Quote the whole listing exactly. Leave the pictures out of your copy.

(Position identification records)
--- BEGIN ---
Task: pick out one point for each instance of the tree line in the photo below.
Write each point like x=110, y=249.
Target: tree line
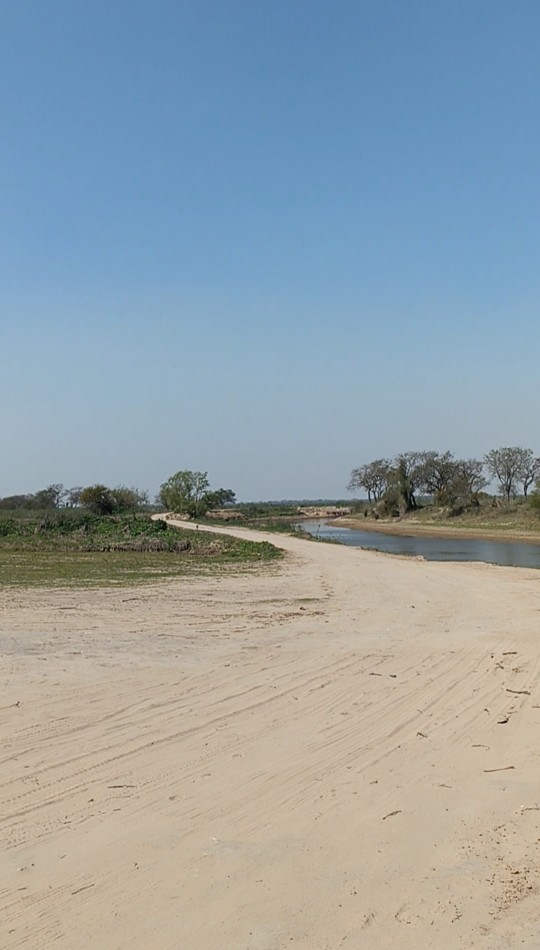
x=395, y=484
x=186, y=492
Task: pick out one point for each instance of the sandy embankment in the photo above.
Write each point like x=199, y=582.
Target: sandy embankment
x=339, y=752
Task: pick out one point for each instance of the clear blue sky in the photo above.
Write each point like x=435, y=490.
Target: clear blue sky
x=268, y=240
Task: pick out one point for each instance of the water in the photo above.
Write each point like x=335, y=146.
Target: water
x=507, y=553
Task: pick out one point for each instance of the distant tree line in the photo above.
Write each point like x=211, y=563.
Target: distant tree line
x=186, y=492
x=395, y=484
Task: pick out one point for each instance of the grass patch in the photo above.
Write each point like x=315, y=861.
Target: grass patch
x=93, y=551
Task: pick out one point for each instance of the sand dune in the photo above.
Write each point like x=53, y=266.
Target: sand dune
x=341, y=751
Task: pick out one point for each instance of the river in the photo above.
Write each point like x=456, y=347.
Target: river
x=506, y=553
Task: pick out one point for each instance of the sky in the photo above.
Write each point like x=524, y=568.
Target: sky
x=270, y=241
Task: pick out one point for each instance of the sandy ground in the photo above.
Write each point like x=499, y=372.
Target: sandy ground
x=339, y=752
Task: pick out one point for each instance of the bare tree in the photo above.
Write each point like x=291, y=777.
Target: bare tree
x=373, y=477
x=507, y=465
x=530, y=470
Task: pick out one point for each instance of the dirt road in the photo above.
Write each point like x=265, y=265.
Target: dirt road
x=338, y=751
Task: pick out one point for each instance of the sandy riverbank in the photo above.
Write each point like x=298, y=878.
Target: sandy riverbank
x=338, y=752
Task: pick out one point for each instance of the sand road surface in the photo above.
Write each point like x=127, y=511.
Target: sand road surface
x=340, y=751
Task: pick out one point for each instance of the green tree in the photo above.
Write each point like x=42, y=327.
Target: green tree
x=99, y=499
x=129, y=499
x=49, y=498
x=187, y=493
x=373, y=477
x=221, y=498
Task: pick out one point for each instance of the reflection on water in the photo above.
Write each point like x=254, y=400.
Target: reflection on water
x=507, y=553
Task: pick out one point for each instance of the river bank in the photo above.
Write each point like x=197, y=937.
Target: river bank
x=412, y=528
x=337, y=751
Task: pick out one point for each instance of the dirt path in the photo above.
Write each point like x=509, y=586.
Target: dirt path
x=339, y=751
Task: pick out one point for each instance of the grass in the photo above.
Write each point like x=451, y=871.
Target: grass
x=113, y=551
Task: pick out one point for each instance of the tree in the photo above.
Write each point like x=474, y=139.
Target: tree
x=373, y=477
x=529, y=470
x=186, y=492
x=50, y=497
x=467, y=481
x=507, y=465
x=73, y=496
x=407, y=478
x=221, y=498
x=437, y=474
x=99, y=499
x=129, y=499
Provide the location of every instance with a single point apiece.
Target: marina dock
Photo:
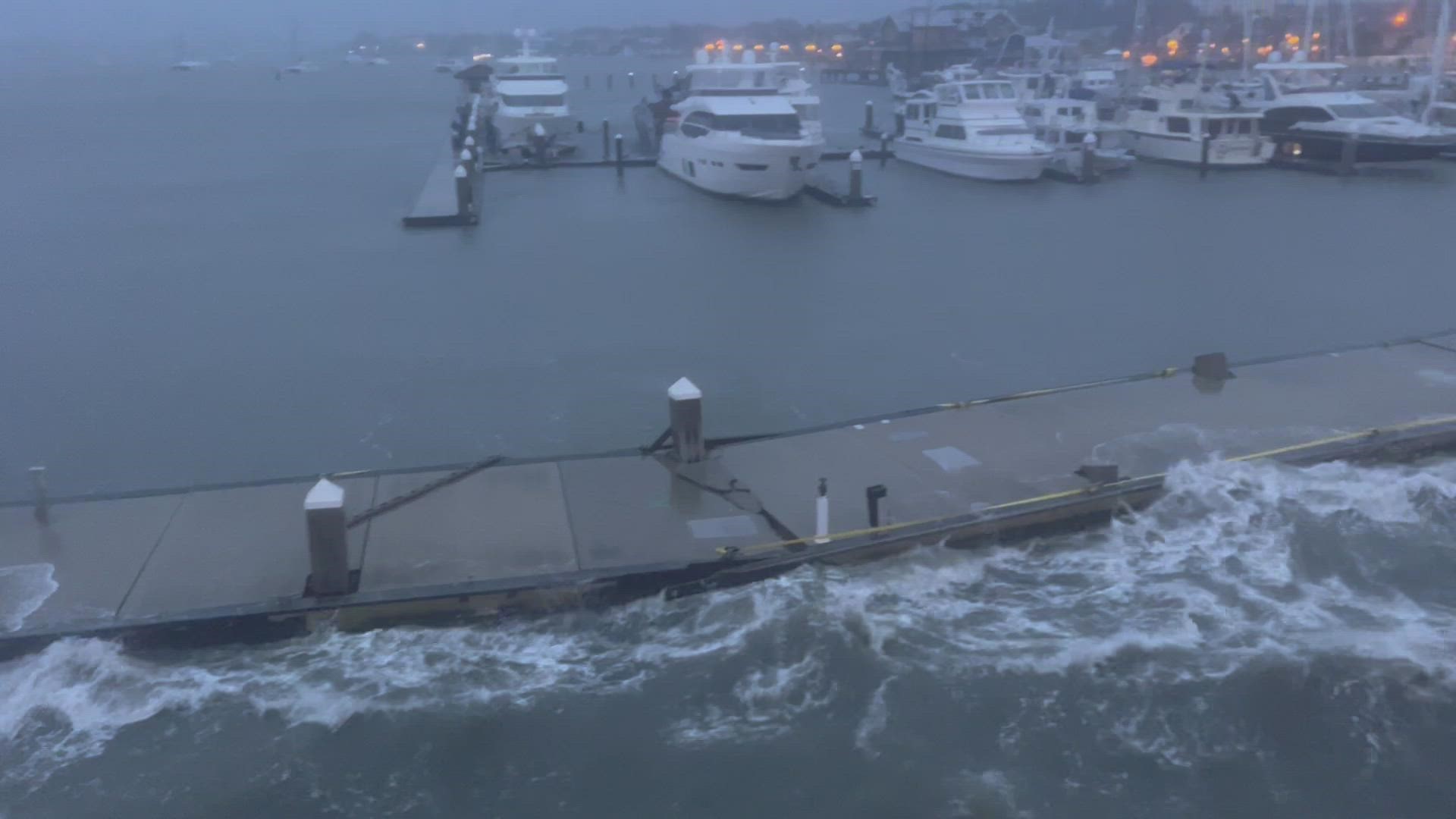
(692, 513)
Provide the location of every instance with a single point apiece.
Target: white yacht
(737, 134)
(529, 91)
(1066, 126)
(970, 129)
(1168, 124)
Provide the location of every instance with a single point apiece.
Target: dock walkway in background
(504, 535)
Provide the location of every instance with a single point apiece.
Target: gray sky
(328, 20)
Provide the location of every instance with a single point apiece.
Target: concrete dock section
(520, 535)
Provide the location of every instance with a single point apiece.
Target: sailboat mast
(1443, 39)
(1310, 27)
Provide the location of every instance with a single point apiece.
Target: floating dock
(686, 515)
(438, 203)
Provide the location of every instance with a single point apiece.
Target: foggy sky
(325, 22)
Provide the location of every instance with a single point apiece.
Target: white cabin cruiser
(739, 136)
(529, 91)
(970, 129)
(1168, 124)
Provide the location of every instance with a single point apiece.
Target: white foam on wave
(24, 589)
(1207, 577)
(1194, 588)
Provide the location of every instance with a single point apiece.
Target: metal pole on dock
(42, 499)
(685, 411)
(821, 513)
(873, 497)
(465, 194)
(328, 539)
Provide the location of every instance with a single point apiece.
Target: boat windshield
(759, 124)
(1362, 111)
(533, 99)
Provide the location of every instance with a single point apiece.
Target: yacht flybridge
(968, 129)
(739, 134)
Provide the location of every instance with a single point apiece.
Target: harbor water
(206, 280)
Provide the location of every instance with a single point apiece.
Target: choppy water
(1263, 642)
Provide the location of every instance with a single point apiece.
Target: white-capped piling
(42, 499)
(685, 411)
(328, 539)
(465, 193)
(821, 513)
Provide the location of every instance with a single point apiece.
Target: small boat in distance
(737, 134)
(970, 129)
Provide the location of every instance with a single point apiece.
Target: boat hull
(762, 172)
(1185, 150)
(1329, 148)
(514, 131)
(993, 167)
--- END ---
WRITTEN SOLUTION:
Task: pick out one point for each instance of the tree line in the photo below.
Write each point like x=110, y=249.
Target: tree line
x=395, y=484
x=186, y=492
Task: pick out one point for each instance of the sandy embankment in the photo above.
Write each point like x=199, y=582.
Target: sandy embankment
x=339, y=752
Task: pick out one point for each instance of the clear blue sky in the photo above.
Write each point like x=435, y=490.
Target: clear blue sky
x=268, y=240
Task: pick out one point for each instance of the water in the photo above.
Write each point like x=335, y=146.
Target: water
x=507, y=553
Task: pick out one point for each instance of the distant tree line in the photo above.
Write each point like x=211, y=563.
Target: distant tree line
x=186, y=492
x=395, y=484
Task: pick out one point for each instance of the grass patch in the photo above.
Write each point like x=315, y=861.
Target: grass patch
x=93, y=551
Task: pick out one point for each instance of the sand dune in the photo above.
Write each point like x=53, y=266.
Target: sand dune
x=341, y=751
Task: pick out one point for each instance of the river in the photo above.
Write each point like x=456, y=347.
Target: river
x=506, y=553
Task: pick out one point for each instance of the sky in the photo above.
Write each point like x=524, y=568.
Target: sky
x=270, y=241
Task: pick out one point for each instance of the sandy ground in the photo above.
Write each point like x=499, y=372.
Target: sandy ground
x=339, y=752
Task: pick out one point for each instance of the bare tree in the photo above.
Write each point like x=291, y=777.
Target: bare tree
x=373, y=477
x=507, y=465
x=530, y=470
Task: pick out one point for each instance of the dirt road in the photo above.
Write each point like x=265, y=265.
Target: dirt road
x=338, y=751
Task: pick out one point for each instance of the sandy riverbank in the photo above.
Write each point like x=298, y=878.
Target: sandy riverbank
x=338, y=752
Task: pick out one point for each instance of the sand road surface in the photo above.
Write each point like x=127, y=511.
Target: sand road surface
x=340, y=751
Task: pick out one point for each instance of the green tree in the photo above.
Write each point like x=42, y=327.
Target: green tree
x=99, y=499
x=129, y=499
x=49, y=498
x=187, y=493
x=373, y=477
x=221, y=498
Task: pick out one point for each instance of the reflection on water in the photo above.
Write each point like x=254, y=400.
Target: reflection on water
x=507, y=553
Task: pick out one point for each instance of the river bank in the photo above.
Write each point like x=197, y=937.
Target: river bank
x=412, y=528
x=337, y=751
Task: pick out one point for each instance of the dirt path in the photo above.
Write each point like x=509, y=586.
Target: dirt path
x=339, y=751
Task: pick out one point for each instance of the grass in the photo above.
Write each point like x=451, y=871.
Target: grass
x=113, y=551
Task: pick out one point for each instance of the tree in the photo above.
Write each point like x=474, y=139.
Target: tree
x=373, y=477
x=529, y=470
x=186, y=492
x=50, y=497
x=467, y=481
x=507, y=465
x=73, y=496
x=407, y=478
x=221, y=498
x=437, y=474
x=99, y=499
x=129, y=499
Provide the location of every instance with a single point apiece.
Target: marina dock
Photo:
(692, 513)
Provide the location of every instance with a single point apiece.
Target: white yacht
(737, 134)
(529, 91)
(1066, 126)
(970, 129)
(1168, 124)
Provide the location of every instance with a single point apiece.
Target: dock walkway in background
(504, 535)
Provide the location of every instance with a single point apiece.
Target: gray sky
(328, 20)
Provide the location of every instance with a single point apiece.
Target: concrete dock section
(520, 535)
Provide the location of every instance with a single point apiece.
Target: sailboat mast
(1443, 39)
(1310, 27)
Provide the location of every instance with a single point apiece.
Target: floating dock
(686, 515)
(438, 203)
Provide the location of every instance with a single point apiece.
Target: foggy sky
(325, 22)
Provide the location of every instance with a single point apiece.
Target: white cabin cruiser
(739, 136)
(529, 91)
(970, 129)
(1168, 124)
Provide the location of every instance with a single point apiece.
Target: white foam on wave
(24, 589)
(1207, 577)
(1194, 588)
Provide the location of every instance with a single point apiece.
Target: metal pole on dock
(42, 499)
(685, 411)
(821, 513)
(873, 497)
(465, 194)
(328, 539)
Provide the location of every instance with a single point apiece.
Target: boat windshield
(759, 124)
(1362, 111)
(533, 99)
Provide the location of every instance with a single point apiece.
Target: yacht flybridge
(968, 129)
(739, 134)
Provide the location of every instance with a single point apiece.
Target: harbor water
(206, 280)
Provide the location of every instance with a single point apiece.
Target: choppy water
(1263, 642)
Provide the location of every instance with a single point apiece.
Target: white-capped piling
(42, 499)
(685, 411)
(328, 539)
(465, 193)
(821, 513)
Provide the location of every instance with a single point apiece.
Target: small boat in distance
(737, 134)
(970, 129)
Provide the location of every instance with a single point apiece.
Target: boat hull
(762, 172)
(1185, 150)
(1329, 148)
(514, 131)
(993, 167)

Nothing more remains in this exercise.